- Text segment:
[Start of Attachment]

= Personal sound amplification product =

Personal Sound Amplification Products, also known as "Personal Sound Amplification Devices," or by the acronym PSAP, are defined by the U.S. Food and Drug Administration as wearable electronic products that are intended to amplify sounds for people who are not Deaf or Hard of Hearing. They are not hearing aids, which the FDA describes as intended to compensate for hearing loss. According to Dr. Mann of the FDA, choosing a PSAP as a substitute for a hearing aid can lead to more damage to your hearing.

==Differences==
Both PSAPs and hearing aids are small electronic devices that fit into the ear and amplify sound. PSAPs are mostly off-the-shelf amplifiers for people with normal hearing who need a little boost in volume in certain settings (such as hunting and bird watching). Hearing aids contain a much higher level of technology prescribed to treat a diagnosed hearing loss. PSAPs are not regulated under the Food, Drug and Cosmetic Act because they are not intended to treat, diagnose or cure hearing impairment and do not alter the structure or function of the body. As a result, there is no regulatory classification, product code or definition for these products. However, the FDA does regulate PSAPs under certain provisions of the Radiation Control for Health and Safety Act of 1968, covering electronic products such as sound amplification equipment that emits sonic vibrations.

[End of Attachment]

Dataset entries
[Start of Attachment]

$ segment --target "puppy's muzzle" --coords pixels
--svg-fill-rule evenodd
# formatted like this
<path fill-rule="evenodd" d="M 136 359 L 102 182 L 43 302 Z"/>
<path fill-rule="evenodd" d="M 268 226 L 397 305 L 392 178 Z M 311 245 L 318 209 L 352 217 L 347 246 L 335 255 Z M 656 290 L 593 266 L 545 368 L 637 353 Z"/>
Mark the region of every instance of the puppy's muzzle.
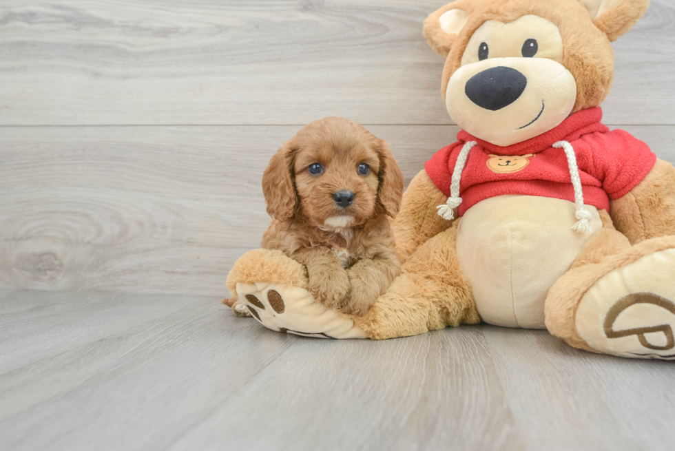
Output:
<path fill-rule="evenodd" d="M 354 202 L 354 193 L 351 191 L 343 189 L 337 191 L 333 195 L 333 200 L 335 201 L 338 207 L 340 208 L 346 208 L 351 205 L 351 203 Z"/>
<path fill-rule="evenodd" d="M 528 79 L 512 67 L 497 66 L 479 72 L 469 78 L 464 92 L 481 108 L 501 109 L 520 97 L 528 85 Z"/>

[End of Attachment]

- Exercise instructions: Pick up the text on personal sound amplification products right after its final sentence and write the next part.

- Response box:
==PSAPs==
Because they do not require a medical prescription and professional fitting, PSAPs have been described as the audio version of reading glasses. As such, PSAPs are suggested for use by hunters listening for prey, for bird watching, assistance hearing distant conversations or performances and amplifying the sound of a television in a quiet room, for example. Of note, even reading glasses are regulated under the FDA.

Various models of PSAPs from a variety of manufacturers vary in price, performance, weight, user experience and the software algorithms to enhance and tailor hearing. While some models simply amplify sound, others are more sophisticated designs, providing directional microphones and customizable equalization of the audio signal to clear up ambient or extraneous noise.

PSAPs have grown in popularity among people with hearing impairment, in part because they are less expensive than custom hearing aids, although apathy, vanity and difficulty scheduling appointments with audiologists also have been cited as reasons for low hearing aid adoption. Because they do not require medical examination and fitting, PSAPs range from as little as 50 to several hundred dollars in price, while custom hearing aids cost about $1400 on average and are not covered by Medicare and many insurance plans.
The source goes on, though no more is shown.